* GIVEN TEXT:
Adding embeddings to train reviews...
Adding embeddings to val reviews...
Adding embeddings to test reviews...

Embeddings added:
  Train: 148928/278387 reviews have embeddings
  Val: 16162/34798 reviews have embeddings
  Test: 19265/34799 reviews have embeddings


In [21]:
train_df = pd.json_normalize(train_reviews)

In [22]:
val_df = pd.json_normalize(val_reviews)

In [23]:
test_df = pd.json_normalize(test_reviews)

Feature Building

In [46]:
# ============================================================
# Normalize 'price' column into integer price levels for HGT
# ============================================================

def normalize_price(x):
    # Handle NaN
    if pd.isna(x):
        return 0  # unknown price

    # If it's a number (float or int)
    if isinstance(x, (int, float)):
        return int(x)

    # If it's a string: attempt numeric conversion
    if isinstance(x, str):
        x = x.strip()

        # Like "$$", "$$$", etc. → map to length
        if all(c == '$' for c in x):
            return len(x)

        # If string represents a number, convert
        if x.isdigit():
            return int(x)

        # Otherwise fallback
        return 0

    # Anything else
    return 0

# Apply to train, val, test (to keep consistency)
for df in [train_df, val_df, test_df]:
    df["price"] = df["price"].apply(normalize_price)

In [47]:
# ============================================================
# Cell 3: Build global ID mappings (SAFE) and add u/i columns
# ============================================================
all_users = pd.concat(
    [train_df["user_id"], val_df["user_id"], test_df["user_id"]],
    ignore_index=True
)
all_items = pd.concat(
    [train_df["gmap_id"], val_df["gmap_id"], test_df["gmap_id"]],
    ignore_index=True
)

user2idx = {u: idx for idx, u in enumerate(all_users.unique())}
item2idx = {i: idx for idx, i in enumerate(all_items.unique())}

num_users = len(user2idx)

* SHORT TASK 1:
In the notebook excerpt, what does normalize_price return for a string made up only of "$" characters?

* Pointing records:
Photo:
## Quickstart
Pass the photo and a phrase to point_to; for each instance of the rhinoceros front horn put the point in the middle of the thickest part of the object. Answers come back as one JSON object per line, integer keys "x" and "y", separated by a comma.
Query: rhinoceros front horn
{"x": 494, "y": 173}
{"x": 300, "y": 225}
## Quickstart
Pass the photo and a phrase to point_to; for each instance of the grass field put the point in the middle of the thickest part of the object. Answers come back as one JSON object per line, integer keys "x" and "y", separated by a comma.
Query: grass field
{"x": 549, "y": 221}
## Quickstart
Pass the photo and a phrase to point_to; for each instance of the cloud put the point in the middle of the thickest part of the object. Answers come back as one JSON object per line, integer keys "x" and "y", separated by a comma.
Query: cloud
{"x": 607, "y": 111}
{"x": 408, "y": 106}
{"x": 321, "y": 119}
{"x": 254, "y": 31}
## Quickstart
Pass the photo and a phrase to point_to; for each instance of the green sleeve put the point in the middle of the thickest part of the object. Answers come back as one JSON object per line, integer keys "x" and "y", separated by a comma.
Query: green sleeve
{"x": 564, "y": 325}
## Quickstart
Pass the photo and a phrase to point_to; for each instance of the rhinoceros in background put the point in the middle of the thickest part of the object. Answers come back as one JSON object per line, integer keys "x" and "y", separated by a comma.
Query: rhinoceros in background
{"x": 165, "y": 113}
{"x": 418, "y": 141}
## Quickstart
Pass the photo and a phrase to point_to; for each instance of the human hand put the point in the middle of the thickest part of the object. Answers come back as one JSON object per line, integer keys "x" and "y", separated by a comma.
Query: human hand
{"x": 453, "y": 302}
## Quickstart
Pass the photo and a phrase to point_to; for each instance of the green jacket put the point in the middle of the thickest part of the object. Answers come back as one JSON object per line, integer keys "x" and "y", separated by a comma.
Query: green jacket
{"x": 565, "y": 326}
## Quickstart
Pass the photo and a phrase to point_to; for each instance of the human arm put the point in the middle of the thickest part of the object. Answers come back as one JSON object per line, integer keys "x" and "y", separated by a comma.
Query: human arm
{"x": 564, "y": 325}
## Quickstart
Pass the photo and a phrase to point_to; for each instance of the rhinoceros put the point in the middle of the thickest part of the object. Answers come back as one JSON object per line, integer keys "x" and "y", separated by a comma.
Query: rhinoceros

* SHORT TASK 2:
List every line of the records that contains the string "horn", treating uppercase and lowercase as different.

* FULL ANSWER 1:
It returns the length of the string.

* FULL ANSWER 2:
Pass the photo and a phrase to point_to; for each instance of the rhinoceros front horn put the point in the middle of the thickest part of the object. Answers come back as one JSON object per line, integer keys "x" and "y", separated by a comma.
Query: rhinoceros front horn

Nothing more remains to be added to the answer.